PROVIDED TEXT:
++++++++
Home

THE KYOTO ACCORD

Atmospheric concentrations of greenhouse gases (GHGs) are rising rapidly as a result of human activities, mainly the burning of fossil fuels. Almost all leading climate scientists agree that a profound transformation of the global environment is likely to occur this century if this trend continues. Heeding the scientific advice, the world's governments agreed more than 10 years ago on the need to stabilize GHG concentrations. They formalized this objective in the United Nations Framework Convention on Climate Change, which has been ratified by virtually every nation in the world (Canada and the U.S. included).

Carbon cycle modelling shows clearly that stabilizing GHG concentrations will require global GHG emissions to be reduced by more than half from today's levels. This is a very considerable challenge, but it is one that we collectively need to surmount within just a few decades if the most damaging of the expected impacts are to be avoided. Yet GHG emissions are currently growing almost everywhere in the world. This creates a real urgency in beginning the job of slowing and then reversing that growth.

The world's governments quickly recognized that meeting the objective of the Framework Convention would require legally binding limits on GHG emissions. In 1997, as a first step in that direction, they negotiated the Kyoto Protocol, which sets emissions targets for industrialized countries for the period 2008-2012. In most cases, these represent modest reductions in emissions below 1990 levels - a six-per-cent reduction in the case of Canada. The vast majority of cumulative GHG emissions from human activities to date originated in industrialized countries. If the latter are not willing to take the small first step represented by Kyoto, developing countries - which have vastly inferior resources on a per-capita basis - will simply refuse to take on their own emissions constraints in the subsequent steps needed to cut global emissions in half.

Most industrialized countries have already ratified the Kyoto Protocol, and only Russia's ratification (expected within a few months) is now needed for the protocol to have legal force. Only the U.S. has refused outright to ratify. Canadians generally believe strongly in participating in multilateral, cooperative efforts to solve major global problems, which explains why polls show large majorities in favour ratifying the Kyoto Protocol. Canada has the second highest per-capita level of GHG emissions in the world - over twice as high as Western Europe or Japan. If Canada does not ratify the protocol, the international community will see it - as the U.S. is already seen - as selfishly resisting a reasonable solution to a problem to which it is a leading contributor.
++++++++
STORED RECORDS:
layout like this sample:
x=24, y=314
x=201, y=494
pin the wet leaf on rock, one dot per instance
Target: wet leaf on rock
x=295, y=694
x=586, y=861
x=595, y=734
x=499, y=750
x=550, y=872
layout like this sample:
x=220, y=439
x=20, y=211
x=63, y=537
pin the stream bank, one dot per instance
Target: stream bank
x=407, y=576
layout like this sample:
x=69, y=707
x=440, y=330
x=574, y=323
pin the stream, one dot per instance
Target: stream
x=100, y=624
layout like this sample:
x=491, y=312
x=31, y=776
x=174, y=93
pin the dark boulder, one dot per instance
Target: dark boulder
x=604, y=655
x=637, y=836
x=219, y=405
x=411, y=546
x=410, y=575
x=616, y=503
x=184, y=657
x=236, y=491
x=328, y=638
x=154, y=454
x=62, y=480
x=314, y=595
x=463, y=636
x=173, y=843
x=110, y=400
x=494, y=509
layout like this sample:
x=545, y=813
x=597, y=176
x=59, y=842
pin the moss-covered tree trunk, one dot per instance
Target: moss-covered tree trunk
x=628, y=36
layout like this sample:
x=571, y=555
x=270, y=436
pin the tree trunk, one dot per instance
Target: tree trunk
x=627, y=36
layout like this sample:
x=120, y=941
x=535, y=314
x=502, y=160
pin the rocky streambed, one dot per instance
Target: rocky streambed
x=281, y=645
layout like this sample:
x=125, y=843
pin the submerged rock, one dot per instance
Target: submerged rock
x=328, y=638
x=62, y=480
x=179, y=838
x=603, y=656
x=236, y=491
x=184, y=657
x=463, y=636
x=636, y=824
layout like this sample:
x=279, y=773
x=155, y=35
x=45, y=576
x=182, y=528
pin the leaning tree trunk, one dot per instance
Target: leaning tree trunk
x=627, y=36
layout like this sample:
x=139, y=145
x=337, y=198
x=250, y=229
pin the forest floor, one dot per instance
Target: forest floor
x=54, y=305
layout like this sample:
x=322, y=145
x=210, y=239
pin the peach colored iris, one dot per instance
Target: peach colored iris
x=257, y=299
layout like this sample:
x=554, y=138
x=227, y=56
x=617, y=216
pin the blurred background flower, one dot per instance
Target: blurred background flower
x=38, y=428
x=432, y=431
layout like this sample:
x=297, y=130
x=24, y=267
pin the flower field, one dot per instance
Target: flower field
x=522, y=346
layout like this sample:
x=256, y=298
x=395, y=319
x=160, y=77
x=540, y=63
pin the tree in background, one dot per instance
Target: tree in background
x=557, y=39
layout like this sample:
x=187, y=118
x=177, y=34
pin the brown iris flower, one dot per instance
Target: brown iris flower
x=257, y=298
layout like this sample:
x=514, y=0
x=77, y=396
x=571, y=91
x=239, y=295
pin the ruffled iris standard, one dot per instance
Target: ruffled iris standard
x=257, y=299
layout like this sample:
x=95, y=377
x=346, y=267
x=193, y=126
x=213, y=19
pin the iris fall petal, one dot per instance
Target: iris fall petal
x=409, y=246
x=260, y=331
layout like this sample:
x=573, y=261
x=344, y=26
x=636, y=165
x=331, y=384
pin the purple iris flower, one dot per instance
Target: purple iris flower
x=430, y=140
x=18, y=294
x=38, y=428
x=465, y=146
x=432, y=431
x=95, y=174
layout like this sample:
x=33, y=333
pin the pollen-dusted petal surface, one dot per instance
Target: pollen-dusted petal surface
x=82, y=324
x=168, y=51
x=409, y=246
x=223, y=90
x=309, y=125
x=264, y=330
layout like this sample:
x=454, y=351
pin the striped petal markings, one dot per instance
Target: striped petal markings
++++++++
Transcribe the passage of the Kyoto Accord text starting at "Most industrialized countries" and ending at "a leading contributor.".

Most industrialized countries have already ratified the Kyoto Protocol, and only Russia's ratification (expected within a few months) is now needed for the protocol to have legal force. Only the U.S. has refused outright to ratify. Canadians generally believe strongly in participating in multilateral, cooperative efforts to solve major global problems, which explains why polls show large majorities in favour ratifying the Kyoto Protocol. Canada has the second highest per-capita level of GHG emissions in the world - over twice as high as Western Europe or Japan. If Canada does not ratify the protocol, the international community will see it - as the U.S. is already seen - as selfishly resisting a reasonable solution to a problem to which it is a leading contributor.